• WHAT THE TASK ASKS:
Take the line containing "Point to the pedestrian" and every line after it to the end of the records, and copy them exactly, leaving out pictures.

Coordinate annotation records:
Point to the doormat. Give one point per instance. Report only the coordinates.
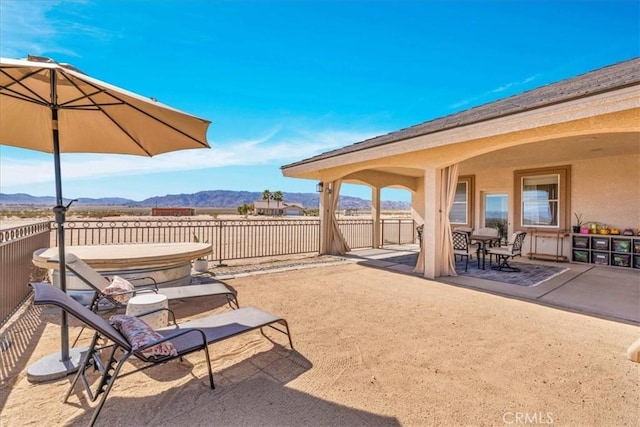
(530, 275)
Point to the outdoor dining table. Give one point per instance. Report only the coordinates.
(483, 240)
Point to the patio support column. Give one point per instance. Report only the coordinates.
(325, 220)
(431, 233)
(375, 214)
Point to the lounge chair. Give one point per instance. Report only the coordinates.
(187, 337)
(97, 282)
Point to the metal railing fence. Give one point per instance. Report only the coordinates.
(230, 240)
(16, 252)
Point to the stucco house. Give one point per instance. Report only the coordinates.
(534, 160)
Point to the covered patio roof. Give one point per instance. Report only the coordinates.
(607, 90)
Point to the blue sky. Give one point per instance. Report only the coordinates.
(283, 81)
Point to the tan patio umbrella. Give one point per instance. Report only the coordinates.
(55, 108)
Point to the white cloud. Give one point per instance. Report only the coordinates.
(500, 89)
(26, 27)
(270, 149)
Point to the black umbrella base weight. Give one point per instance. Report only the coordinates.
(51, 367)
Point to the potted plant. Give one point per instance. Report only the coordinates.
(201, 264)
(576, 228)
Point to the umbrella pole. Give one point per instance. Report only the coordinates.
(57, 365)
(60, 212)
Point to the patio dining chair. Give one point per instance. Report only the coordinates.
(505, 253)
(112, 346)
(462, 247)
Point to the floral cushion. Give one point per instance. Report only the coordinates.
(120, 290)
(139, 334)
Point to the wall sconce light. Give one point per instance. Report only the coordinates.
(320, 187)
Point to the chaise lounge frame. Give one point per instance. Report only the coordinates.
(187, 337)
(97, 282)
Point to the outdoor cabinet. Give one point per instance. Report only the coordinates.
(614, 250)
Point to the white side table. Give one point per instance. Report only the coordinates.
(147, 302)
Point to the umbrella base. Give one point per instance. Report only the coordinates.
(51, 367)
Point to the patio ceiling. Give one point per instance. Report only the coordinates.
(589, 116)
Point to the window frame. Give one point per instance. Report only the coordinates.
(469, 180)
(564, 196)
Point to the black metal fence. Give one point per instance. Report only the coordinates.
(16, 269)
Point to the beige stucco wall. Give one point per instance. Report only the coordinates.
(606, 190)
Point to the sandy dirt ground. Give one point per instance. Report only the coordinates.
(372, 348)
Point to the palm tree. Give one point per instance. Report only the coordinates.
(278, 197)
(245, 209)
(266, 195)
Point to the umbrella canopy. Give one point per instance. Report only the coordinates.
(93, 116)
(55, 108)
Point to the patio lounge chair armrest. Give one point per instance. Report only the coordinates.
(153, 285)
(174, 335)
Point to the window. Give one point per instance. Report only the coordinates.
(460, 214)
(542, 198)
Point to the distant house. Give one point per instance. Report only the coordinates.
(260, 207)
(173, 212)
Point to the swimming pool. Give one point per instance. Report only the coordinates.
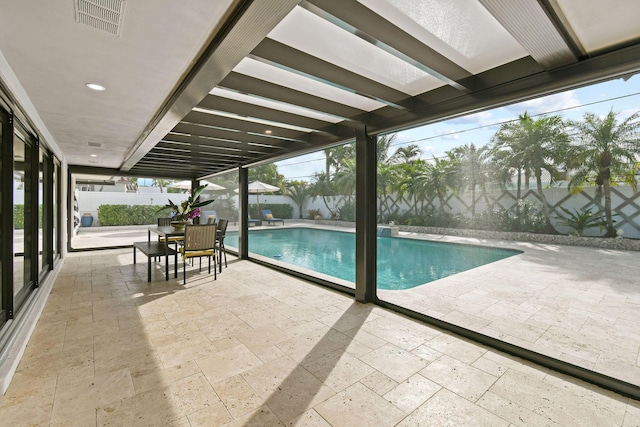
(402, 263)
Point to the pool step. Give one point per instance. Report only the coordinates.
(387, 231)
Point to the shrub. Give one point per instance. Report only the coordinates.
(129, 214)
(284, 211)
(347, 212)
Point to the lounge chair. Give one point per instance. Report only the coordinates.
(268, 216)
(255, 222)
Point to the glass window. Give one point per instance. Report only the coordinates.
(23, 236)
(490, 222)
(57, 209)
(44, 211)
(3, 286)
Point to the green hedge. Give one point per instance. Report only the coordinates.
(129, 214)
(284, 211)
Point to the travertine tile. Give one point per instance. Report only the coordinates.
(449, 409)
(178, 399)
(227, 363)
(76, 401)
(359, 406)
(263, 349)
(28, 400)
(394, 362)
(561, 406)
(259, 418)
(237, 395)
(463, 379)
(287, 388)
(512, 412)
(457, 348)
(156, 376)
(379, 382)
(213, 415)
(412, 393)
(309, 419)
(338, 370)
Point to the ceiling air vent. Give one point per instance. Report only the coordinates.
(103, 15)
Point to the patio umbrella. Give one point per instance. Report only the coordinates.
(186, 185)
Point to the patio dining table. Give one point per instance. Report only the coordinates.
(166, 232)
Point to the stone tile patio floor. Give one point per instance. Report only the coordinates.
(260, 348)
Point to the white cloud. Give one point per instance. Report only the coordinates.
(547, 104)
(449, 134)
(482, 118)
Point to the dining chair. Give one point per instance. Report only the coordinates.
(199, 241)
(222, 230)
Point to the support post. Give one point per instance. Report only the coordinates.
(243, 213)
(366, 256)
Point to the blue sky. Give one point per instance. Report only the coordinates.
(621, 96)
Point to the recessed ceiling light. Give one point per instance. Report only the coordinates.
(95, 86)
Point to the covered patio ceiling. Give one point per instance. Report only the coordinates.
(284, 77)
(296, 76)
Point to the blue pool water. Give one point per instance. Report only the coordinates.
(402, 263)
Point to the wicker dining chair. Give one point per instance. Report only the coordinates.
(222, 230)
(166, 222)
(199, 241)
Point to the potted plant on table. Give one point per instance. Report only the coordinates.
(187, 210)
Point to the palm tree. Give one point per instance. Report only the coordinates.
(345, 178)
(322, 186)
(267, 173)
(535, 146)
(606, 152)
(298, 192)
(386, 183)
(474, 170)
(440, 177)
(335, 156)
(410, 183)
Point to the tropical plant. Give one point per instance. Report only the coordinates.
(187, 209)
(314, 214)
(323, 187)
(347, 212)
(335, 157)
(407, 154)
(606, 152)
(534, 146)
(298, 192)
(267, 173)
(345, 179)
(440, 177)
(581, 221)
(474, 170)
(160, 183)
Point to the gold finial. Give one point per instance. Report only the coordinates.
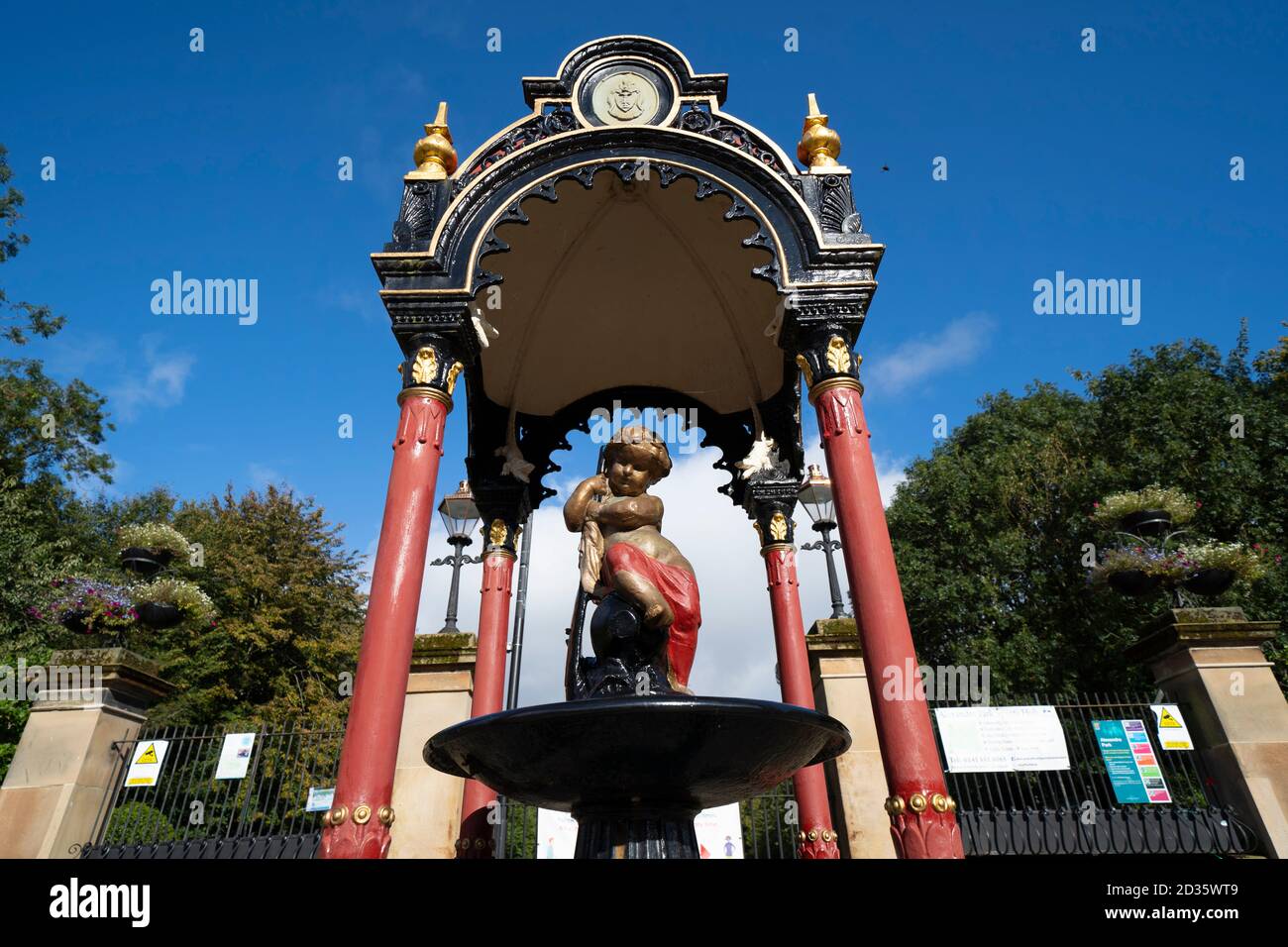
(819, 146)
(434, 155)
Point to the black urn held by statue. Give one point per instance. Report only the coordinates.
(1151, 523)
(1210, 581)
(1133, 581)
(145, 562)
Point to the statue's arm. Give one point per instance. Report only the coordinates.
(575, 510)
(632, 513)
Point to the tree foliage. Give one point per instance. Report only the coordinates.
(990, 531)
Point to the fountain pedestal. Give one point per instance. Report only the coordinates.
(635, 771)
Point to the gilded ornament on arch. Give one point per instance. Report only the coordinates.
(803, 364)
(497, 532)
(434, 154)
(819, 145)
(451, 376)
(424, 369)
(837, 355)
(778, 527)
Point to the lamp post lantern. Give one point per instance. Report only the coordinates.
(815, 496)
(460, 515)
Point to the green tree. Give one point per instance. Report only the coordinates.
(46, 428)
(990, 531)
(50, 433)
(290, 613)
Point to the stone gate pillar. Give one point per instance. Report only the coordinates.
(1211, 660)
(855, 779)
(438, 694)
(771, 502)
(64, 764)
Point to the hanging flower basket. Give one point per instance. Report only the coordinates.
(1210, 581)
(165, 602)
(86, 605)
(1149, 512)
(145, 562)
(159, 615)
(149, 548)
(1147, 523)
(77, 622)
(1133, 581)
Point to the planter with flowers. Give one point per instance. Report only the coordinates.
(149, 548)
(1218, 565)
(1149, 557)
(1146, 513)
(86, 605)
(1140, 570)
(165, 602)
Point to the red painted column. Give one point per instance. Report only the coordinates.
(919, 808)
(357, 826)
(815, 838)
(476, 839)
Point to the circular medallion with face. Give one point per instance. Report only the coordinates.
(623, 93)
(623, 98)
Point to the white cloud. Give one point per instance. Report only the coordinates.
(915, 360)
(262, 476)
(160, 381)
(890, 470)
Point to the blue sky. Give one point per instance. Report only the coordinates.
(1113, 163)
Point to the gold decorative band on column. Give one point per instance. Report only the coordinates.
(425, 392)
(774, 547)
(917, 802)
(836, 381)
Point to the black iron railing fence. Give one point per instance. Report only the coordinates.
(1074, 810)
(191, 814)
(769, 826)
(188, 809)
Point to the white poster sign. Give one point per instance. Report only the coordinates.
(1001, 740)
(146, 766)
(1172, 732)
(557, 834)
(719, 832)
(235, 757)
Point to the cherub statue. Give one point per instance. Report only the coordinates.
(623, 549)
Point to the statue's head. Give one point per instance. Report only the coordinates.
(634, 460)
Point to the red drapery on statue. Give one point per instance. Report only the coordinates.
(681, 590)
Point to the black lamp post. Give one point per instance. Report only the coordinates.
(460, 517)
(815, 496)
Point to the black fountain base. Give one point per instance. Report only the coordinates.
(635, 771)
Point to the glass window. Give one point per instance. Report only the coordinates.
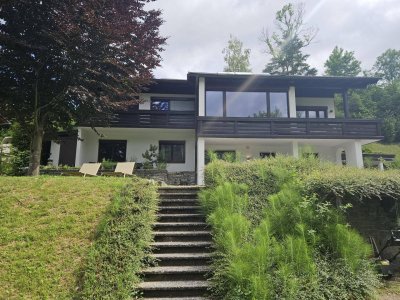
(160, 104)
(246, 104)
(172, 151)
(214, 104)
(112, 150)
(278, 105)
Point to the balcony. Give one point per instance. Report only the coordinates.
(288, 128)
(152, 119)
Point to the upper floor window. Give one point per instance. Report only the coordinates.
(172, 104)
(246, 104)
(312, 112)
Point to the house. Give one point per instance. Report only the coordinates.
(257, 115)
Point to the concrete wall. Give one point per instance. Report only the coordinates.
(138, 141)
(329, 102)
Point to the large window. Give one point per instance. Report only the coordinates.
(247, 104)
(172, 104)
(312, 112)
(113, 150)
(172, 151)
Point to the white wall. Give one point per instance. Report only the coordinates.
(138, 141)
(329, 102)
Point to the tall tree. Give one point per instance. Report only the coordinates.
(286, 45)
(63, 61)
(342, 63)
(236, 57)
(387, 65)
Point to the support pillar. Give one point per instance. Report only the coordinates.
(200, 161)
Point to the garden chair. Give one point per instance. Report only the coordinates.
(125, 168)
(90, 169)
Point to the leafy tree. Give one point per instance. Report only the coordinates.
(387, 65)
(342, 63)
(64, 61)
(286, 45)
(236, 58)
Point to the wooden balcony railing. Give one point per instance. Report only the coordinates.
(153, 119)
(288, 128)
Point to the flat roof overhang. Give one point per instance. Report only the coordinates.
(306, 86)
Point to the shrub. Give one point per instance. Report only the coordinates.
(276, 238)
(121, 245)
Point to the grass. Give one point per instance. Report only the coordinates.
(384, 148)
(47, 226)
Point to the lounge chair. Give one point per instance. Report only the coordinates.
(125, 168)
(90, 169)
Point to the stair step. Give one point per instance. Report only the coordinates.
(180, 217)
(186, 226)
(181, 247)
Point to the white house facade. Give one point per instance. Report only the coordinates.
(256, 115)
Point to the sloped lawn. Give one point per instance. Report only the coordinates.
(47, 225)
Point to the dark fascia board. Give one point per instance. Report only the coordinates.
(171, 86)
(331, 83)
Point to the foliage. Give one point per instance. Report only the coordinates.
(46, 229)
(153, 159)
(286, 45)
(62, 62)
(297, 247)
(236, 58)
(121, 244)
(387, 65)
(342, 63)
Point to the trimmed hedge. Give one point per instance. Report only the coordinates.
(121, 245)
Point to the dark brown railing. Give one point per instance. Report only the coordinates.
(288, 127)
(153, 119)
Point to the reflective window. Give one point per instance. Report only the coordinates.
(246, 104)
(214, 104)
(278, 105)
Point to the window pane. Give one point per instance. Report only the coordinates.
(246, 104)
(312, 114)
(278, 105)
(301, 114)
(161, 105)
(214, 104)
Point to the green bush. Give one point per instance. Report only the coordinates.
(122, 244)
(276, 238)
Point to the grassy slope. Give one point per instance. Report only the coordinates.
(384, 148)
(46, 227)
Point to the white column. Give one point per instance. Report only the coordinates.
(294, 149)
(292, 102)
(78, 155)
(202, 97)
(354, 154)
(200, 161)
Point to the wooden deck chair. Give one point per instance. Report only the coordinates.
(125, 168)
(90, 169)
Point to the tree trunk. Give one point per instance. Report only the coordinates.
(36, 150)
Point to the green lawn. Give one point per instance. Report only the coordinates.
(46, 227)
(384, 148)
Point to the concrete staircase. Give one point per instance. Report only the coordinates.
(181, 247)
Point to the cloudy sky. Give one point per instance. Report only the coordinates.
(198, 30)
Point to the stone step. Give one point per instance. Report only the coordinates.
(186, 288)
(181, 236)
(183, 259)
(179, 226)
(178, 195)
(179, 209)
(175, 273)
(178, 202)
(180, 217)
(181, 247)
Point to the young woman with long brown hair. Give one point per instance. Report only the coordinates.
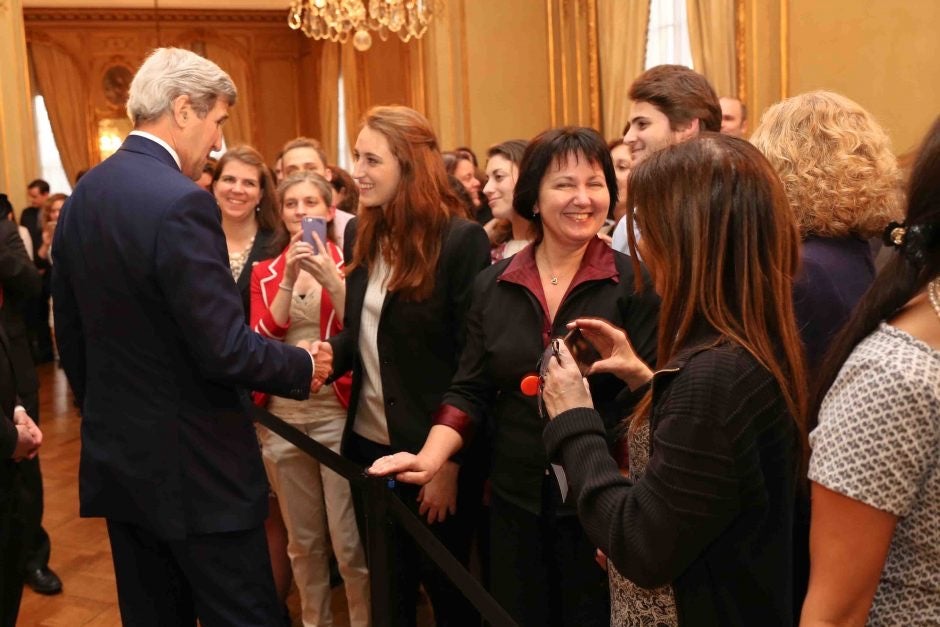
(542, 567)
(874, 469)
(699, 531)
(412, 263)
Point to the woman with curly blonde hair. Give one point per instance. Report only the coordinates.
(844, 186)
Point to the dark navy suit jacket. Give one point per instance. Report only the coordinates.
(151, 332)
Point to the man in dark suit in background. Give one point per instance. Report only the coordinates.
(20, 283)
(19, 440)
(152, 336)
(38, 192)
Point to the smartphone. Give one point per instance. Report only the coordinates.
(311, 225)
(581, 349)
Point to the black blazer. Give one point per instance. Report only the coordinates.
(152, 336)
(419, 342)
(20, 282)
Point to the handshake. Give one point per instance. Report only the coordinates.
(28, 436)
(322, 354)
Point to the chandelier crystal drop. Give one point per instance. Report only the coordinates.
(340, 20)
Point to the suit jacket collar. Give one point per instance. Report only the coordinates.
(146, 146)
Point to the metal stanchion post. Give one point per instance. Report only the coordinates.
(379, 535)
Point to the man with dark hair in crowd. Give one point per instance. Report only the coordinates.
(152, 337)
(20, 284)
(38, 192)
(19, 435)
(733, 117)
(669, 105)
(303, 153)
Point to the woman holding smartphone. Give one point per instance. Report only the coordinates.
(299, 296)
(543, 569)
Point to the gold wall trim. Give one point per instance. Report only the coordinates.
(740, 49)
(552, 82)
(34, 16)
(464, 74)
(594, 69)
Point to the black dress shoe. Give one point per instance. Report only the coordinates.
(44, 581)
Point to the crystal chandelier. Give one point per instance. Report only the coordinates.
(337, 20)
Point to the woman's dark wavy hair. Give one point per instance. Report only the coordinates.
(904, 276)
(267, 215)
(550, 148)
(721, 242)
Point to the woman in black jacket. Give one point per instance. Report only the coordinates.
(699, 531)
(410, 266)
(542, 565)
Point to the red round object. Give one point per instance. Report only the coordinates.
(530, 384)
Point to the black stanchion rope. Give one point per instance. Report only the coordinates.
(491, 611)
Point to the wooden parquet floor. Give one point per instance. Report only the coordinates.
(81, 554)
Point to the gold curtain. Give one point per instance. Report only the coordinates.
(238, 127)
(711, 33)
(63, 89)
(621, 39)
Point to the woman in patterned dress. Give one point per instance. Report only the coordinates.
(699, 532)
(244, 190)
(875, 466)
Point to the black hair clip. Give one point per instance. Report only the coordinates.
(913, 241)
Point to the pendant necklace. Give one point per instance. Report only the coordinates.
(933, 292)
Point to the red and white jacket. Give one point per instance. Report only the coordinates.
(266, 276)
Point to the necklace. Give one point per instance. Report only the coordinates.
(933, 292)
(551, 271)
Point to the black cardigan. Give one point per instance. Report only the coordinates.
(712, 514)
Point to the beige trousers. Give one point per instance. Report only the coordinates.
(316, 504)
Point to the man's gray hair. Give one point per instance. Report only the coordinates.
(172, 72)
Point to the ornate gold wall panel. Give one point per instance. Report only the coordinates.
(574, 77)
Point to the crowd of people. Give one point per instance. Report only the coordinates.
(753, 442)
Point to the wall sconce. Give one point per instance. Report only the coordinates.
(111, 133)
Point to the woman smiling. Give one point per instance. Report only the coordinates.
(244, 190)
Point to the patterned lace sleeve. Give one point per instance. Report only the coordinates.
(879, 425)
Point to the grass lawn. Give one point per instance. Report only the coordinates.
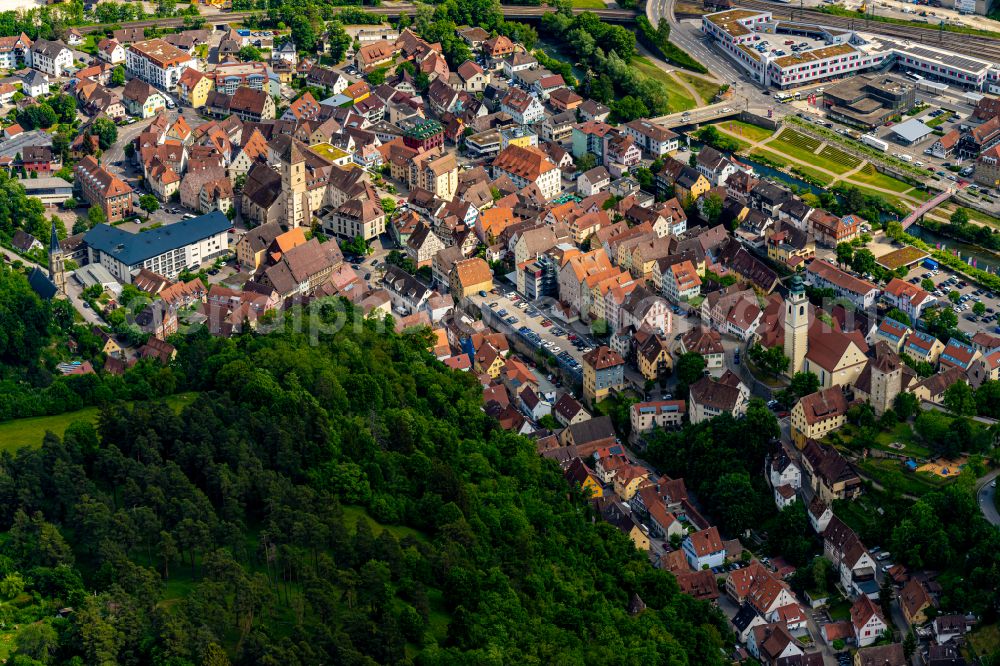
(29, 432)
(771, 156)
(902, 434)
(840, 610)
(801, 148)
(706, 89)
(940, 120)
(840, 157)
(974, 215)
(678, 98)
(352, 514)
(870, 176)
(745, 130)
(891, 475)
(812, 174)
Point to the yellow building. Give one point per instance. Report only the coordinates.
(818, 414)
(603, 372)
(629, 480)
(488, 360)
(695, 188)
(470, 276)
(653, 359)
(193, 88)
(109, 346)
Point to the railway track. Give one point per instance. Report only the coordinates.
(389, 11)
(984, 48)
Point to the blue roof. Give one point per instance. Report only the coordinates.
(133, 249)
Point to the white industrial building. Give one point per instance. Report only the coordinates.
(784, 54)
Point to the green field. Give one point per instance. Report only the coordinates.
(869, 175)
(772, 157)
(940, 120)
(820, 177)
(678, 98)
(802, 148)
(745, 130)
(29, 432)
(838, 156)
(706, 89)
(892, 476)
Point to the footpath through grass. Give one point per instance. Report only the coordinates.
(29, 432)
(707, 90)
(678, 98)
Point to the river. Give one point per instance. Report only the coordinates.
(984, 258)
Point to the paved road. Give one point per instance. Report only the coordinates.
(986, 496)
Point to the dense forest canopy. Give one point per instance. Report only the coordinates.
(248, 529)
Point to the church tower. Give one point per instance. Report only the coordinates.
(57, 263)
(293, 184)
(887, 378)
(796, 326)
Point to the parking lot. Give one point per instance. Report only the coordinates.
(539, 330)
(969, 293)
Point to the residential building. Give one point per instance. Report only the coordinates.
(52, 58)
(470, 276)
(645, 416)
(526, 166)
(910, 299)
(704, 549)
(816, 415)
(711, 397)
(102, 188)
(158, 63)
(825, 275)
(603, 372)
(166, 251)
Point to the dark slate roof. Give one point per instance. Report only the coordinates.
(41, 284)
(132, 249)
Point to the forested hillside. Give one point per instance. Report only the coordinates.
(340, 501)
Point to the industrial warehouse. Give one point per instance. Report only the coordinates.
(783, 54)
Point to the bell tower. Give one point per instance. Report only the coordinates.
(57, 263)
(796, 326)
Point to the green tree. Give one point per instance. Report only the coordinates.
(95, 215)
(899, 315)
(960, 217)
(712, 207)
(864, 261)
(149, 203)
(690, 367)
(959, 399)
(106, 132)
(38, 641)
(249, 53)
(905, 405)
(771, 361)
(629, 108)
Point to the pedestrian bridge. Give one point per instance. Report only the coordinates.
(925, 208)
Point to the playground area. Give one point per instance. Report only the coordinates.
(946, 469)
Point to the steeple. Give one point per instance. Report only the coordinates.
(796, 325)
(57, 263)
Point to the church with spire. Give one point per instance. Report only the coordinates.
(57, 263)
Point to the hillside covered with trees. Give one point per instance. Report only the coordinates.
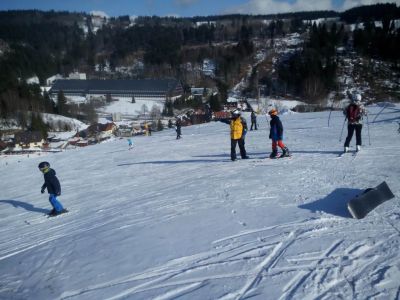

• REPLY TO THE TASK:
Point to the pedestrian bridge. Give one point per instance. Report only the coordinates.
(925, 208)
Point to the playground area. Give one point per instance. Report only the coordinates.
(946, 469)
Point to the steeple. Give one point per instance. Report only the coordinates.
(796, 325)
(57, 263)
Point to the church with spire. Give one point per instance. Report only the coordinates.
(57, 263)
Point to the hillside covered with trees. Give one point per instance. Report only the coordinates.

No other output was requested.